Written exercise
How many lines in the rows below contain the string "white"? Case counts. Give only the number.

Dataset rows about object locations
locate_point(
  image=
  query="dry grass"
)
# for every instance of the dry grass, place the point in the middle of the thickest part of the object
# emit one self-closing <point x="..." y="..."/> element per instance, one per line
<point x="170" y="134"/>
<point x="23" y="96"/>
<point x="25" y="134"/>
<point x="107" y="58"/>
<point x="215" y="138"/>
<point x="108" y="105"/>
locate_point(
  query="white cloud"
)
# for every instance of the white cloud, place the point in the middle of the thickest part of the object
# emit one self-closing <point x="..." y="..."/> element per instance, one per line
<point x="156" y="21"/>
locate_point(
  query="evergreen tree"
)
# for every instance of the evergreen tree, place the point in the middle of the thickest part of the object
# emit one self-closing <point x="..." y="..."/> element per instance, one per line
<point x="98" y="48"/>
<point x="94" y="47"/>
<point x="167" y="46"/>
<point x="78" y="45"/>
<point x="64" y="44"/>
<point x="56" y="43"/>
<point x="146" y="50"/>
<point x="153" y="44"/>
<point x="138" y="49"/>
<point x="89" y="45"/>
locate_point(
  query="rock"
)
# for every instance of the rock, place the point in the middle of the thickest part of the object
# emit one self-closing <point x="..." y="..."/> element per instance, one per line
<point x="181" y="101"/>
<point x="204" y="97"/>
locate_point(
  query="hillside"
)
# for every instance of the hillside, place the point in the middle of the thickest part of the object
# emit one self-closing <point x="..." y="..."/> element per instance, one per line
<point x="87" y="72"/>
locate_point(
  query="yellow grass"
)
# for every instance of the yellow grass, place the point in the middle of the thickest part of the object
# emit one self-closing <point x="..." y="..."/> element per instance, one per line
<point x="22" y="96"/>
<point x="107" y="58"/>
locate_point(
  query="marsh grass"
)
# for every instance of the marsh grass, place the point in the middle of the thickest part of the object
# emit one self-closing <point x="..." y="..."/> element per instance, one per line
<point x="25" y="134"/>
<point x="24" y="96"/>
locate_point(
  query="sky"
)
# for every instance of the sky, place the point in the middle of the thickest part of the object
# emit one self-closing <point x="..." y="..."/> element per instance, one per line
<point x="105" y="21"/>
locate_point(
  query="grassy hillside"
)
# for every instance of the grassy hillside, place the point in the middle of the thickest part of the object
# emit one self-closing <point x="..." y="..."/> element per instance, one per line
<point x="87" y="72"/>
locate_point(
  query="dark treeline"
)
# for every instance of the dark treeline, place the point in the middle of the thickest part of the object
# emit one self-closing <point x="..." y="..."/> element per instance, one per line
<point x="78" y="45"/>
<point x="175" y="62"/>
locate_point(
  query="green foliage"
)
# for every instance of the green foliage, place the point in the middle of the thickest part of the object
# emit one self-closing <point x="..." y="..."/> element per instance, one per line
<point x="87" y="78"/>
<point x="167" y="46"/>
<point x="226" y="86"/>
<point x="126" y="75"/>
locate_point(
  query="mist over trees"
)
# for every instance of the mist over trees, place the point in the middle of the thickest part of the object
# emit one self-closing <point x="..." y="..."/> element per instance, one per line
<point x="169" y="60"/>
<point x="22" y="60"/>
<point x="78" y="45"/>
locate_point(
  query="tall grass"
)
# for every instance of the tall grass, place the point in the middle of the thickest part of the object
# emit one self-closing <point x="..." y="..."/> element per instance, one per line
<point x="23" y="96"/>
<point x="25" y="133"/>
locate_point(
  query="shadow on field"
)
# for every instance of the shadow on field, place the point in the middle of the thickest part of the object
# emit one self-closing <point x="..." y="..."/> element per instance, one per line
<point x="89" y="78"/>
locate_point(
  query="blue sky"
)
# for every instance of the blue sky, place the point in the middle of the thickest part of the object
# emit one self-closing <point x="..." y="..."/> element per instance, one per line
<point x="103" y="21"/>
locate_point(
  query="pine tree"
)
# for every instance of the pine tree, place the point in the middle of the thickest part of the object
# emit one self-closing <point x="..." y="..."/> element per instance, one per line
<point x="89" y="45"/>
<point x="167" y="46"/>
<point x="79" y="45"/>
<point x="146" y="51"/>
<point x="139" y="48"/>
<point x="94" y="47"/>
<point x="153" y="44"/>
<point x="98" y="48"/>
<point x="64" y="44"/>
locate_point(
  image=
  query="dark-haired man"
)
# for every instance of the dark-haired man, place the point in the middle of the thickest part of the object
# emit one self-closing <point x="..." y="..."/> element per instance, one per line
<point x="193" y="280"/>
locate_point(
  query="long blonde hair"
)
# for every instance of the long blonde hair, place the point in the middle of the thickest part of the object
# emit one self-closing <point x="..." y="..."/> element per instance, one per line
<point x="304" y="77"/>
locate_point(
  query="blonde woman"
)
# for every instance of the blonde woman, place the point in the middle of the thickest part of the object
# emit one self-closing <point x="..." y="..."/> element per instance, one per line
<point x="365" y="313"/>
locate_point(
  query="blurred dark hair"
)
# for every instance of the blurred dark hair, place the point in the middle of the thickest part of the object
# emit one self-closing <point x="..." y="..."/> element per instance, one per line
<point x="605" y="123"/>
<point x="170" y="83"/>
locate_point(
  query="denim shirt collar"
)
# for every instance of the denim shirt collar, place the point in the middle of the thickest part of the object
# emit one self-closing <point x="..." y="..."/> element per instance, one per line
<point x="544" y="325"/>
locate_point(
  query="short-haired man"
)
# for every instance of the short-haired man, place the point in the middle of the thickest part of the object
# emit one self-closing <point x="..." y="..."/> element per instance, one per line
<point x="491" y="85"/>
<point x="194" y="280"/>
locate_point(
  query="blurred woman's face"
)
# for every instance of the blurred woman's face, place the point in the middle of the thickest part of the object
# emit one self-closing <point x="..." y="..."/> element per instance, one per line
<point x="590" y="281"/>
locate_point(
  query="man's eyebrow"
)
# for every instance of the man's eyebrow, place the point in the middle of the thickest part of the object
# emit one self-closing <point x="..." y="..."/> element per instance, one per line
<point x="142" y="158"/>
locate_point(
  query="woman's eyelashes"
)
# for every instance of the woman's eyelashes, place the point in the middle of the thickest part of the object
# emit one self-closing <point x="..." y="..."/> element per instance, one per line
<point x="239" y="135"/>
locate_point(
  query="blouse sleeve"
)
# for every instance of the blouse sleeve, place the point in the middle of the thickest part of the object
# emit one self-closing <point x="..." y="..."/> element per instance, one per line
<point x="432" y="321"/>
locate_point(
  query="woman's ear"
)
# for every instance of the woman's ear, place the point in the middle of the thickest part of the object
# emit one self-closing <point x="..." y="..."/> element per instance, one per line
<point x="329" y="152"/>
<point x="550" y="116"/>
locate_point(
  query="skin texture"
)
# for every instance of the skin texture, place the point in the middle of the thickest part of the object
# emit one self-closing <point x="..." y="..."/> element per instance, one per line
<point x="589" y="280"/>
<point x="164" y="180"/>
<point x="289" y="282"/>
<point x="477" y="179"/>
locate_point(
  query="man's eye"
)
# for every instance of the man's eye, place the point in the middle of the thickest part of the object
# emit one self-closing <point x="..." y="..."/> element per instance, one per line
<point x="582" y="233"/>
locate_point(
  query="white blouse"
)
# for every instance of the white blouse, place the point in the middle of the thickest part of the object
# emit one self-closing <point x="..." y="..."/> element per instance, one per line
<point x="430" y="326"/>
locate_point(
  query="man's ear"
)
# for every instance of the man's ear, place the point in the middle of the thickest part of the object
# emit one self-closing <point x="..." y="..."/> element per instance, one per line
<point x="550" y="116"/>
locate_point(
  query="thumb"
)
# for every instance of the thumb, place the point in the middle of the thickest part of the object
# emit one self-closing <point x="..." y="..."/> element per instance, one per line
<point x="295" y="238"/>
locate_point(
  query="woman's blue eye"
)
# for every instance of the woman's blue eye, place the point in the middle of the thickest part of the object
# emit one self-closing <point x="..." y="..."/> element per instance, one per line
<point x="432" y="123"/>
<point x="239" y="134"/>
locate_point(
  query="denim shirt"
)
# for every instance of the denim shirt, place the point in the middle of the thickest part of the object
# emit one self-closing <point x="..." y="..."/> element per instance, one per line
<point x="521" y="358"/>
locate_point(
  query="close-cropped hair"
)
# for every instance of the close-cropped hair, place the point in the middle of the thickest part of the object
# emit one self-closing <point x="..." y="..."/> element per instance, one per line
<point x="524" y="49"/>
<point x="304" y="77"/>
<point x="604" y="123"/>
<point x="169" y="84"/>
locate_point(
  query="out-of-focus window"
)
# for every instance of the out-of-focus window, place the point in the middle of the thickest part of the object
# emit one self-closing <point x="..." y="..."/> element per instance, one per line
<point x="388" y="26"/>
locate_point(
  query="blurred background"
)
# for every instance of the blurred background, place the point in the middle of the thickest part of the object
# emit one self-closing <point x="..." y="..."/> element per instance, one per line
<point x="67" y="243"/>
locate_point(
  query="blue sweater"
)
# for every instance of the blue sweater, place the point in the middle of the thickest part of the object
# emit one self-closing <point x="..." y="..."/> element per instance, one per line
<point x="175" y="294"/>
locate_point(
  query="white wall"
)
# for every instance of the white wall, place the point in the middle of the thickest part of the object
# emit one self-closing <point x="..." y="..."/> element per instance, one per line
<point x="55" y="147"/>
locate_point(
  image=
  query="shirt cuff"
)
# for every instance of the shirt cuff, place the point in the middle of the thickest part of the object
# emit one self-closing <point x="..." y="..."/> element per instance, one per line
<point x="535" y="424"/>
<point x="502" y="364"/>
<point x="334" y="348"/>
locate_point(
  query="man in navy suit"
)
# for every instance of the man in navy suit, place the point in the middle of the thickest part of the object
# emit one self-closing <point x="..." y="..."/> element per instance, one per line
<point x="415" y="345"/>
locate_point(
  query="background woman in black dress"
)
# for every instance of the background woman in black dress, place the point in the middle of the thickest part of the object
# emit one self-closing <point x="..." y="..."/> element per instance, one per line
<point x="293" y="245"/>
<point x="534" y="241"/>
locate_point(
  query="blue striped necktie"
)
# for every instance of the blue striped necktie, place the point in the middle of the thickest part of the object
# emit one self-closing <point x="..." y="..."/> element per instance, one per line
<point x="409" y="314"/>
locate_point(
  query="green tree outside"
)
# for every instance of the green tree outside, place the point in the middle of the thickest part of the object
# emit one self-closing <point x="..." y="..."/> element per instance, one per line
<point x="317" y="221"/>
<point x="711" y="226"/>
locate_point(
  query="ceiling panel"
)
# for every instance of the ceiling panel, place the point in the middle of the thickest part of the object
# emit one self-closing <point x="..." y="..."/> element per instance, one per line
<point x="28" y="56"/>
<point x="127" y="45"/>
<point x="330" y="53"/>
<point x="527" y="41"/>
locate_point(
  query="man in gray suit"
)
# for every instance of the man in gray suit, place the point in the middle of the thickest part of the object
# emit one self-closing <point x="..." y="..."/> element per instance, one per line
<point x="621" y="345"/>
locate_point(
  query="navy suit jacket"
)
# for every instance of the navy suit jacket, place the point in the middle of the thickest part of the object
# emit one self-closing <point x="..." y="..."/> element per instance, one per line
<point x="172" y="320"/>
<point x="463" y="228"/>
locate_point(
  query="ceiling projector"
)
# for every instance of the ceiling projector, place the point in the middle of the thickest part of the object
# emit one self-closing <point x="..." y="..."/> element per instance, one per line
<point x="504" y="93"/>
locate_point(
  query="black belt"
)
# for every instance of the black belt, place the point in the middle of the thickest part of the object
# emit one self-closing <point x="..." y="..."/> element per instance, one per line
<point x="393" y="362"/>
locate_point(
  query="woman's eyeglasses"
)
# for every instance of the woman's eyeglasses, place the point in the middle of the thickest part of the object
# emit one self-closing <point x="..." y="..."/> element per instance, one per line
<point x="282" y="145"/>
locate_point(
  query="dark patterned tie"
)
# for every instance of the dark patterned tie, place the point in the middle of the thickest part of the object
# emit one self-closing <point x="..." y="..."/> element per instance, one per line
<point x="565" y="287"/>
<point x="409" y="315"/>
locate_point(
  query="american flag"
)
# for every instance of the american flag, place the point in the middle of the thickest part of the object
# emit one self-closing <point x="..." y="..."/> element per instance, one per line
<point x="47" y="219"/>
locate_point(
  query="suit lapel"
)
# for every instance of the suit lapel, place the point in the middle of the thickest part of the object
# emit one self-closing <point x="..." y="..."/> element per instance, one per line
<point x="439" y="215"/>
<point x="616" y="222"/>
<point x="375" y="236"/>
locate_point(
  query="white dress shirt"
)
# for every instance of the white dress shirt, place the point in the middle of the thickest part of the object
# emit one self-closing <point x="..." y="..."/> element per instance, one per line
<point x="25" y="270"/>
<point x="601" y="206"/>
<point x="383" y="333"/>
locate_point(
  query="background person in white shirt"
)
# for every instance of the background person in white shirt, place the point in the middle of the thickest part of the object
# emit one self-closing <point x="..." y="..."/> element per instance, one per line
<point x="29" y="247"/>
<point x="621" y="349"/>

Worked solution
10